(What is being asked) Quote the entries in full, character for character, without their images.

Extracted records

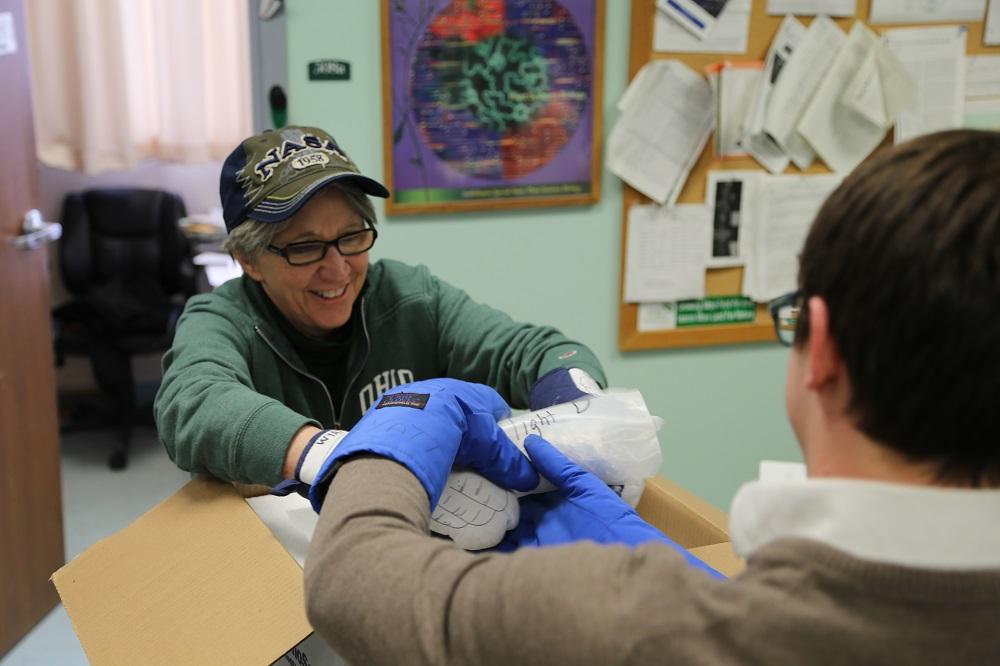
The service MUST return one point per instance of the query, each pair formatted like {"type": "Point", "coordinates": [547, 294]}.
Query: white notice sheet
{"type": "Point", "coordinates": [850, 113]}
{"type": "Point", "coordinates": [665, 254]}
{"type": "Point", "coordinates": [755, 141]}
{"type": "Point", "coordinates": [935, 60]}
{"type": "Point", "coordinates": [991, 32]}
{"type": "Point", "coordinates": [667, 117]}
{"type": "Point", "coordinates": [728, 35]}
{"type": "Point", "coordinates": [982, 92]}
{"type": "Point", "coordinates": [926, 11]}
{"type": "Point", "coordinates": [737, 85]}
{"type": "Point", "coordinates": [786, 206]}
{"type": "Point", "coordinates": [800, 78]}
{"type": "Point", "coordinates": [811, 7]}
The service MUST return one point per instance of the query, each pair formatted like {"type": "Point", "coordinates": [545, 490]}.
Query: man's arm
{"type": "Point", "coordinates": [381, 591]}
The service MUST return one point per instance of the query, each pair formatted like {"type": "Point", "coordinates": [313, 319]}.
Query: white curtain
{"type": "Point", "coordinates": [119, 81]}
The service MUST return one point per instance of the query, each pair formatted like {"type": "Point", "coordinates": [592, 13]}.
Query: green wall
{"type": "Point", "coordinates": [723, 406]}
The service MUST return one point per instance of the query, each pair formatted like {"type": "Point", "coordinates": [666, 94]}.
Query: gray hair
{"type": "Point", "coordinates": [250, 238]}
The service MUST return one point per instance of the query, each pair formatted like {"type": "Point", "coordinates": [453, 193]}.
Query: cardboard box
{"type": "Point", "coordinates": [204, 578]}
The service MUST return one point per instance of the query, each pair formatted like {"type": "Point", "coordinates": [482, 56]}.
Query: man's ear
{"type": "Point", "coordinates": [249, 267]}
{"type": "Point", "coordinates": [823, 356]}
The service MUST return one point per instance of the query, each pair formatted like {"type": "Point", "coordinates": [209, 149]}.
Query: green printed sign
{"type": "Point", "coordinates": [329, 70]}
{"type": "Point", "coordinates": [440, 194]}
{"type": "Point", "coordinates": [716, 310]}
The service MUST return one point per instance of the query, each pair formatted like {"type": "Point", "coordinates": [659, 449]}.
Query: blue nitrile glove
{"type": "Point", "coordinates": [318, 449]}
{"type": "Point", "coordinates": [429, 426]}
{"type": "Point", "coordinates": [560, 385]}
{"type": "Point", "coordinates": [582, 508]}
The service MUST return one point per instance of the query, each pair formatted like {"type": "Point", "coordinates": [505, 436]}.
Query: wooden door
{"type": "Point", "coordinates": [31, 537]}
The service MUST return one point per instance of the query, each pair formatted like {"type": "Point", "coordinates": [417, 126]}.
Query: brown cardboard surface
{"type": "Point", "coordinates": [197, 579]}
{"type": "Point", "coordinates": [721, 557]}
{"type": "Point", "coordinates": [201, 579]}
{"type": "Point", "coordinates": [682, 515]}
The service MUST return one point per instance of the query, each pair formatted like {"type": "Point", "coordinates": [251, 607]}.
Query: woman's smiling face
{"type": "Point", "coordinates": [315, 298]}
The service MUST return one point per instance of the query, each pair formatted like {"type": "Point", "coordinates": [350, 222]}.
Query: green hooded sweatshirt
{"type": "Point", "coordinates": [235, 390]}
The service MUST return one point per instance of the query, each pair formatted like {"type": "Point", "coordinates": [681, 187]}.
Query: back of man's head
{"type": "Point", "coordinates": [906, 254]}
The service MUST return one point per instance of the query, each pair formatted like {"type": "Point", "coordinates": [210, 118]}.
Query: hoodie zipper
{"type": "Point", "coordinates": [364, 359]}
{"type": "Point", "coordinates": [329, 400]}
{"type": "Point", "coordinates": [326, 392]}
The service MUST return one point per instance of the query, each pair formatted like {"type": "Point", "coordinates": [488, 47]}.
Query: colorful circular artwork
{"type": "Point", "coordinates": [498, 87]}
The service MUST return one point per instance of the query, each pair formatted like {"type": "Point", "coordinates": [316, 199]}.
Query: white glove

(Answer to the exercise)
The service MUST return one point per instance of the query, each pair formatted like {"type": "Point", "coordinates": [547, 294]}.
Query: white notice sheet
{"type": "Point", "coordinates": [850, 113]}
{"type": "Point", "coordinates": [665, 254]}
{"type": "Point", "coordinates": [755, 141]}
{"type": "Point", "coordinates": [935, 60]}
{"type": "Point", "coordinates": [991, 32]}
{"type": "Point", "coordinates": [667, 117]}
{"type": "Point", "coordinates": [728, 35]}
{"type": "Point", "coordinates": [982, 92]}
{"type": "Point", "coordinates": [926, 11]}
{"type": "Point", "coordinates": [737, 85]}
{"type": "Point", "coordinates": [786, 206]}
{"type": "Point", "coordinates": [800, 78]}
{"type": "Point", "coordinates": [811, 7]}
The service MUST return one point per instance of the query, each pair formatted like {"type": "Point", "coordinates": [545, 490]}.
Query: man's arm
{"type": "Point", "coordinates": [381, 591]}
The service MUST return one point per instance of the query, each pair formatted like {"type": "Point", "coordinates": [313, 319]}.
Query: white curtain
{"type": "Point", "coordinates": [119, 81]}
The service MUST return one point per instance of the query, each pair formatted like {"type": "Point", "coordinates": [592, 13]}.
Query: green wall
{"type": "Point", "coordinates": [723, 406]}
The service MUST return one point per instance of the query, each pair formatted like {"type": "Point", "coordinates": [666, 94]}.
Query: gray hair
{"type": "Point", "coordinates": [250, 238]}
The service MUST return one point per instance of the query, each pair formatted like {"type": "Point", "coordinates": [453, 193]}.
Query: cardboard box
{"type": "Point", "coordinates": [204, 578]}
The service MUST return one point per instance of the query, each pair formatted like {"type": "Point", "coordinates": [482, 56]}.
Query: man's ear
{"type": "Point", "coordinates": [249, 267]}
{"type": "Point", "coordinates": [823, 356]}
The service MUST return one point per instance of the query, each pair formatted like {"type": "Point", "coordinates": [209, 149]}.
Query: green printed sign
{"type": "Point", "coordinates": [329, 70]}
{"type": "Point", "coordinates": [440, 194]}
{"type": "Point", "coordinates": [716, 310]}
The service MUST return one point per instance of the query, each pair formatted like {"type": "Point", "coordinates": [659, 449]}.
Query: blue nitrile glove
{"type": "Point", "coordinates": [318, 449]}
{"type": "Point", "coordinates": [429, 426]}
{"type": "Point", "coordinates": [560, 385]}
{"type": "Point", "coordinates": [582, 508]}
The service MUST return one point per instance of the query, each pair formatted like {"type": "Point", "coordinates": [505, 436]}.
Query: wooden door
{"type": "Point", "coordinates": [31, 537]}
The service MUST return one point per instance of the query, each pair formatted like {"type": "Point", "coordinates": [417, 126]}.
Query: brown cardboard surface
{"type": "Point", "coordinates": [197, 579]}
{"type": "Point", "coordinates": [721, 557]}
{"type": "Point", "coordinates": [201, 579]}
{"type": "Point", "coordinates": [682, 515]}
The service MUST return one point per instance of the query, each pair formatted like {"type": "Point", "coordinates": [251, 607]}.
Query: woman's smiling face
{"type": "Point", "coordinates": [315, 298]}
The service MUST return one point per instance of the query, each pair formatted like {"type": "Point", "coordinates": [350, 222]}.
Query: green hooded sweatshirt
{"type": "Point", "coordinates": [235, 390]}
The service MUST return one point per instance of the query, each pair formatted like {"type": "Point", "coordinates": [681, 187]}.
Query: back of man's head
{"type": "Point", "coordinates": [906, 254]}
The service MUST return one point per instance of the query, each pair formatted like {"type": "Point", "coordinates": [210, 118]}.
Query: hoodie zipper
{"type": "Point", "coordinates": [364, 359]}
{"type": "Point", "coordinates": [329, 400]}
{"type": "Point", "coordinates": [326, 392]}
The service MUST return one point per instance of the query, each pair formatted like {"type": "Point", "coordinates": [488, 47]}.
Query: colorful circular artwork
{"type": "Point", "coordinates": [498, 87]}
The service MUST return one point per instance of the query, each pair formatted like {"type": "Point", "coordinates": [316, 199]}.
Query: white glove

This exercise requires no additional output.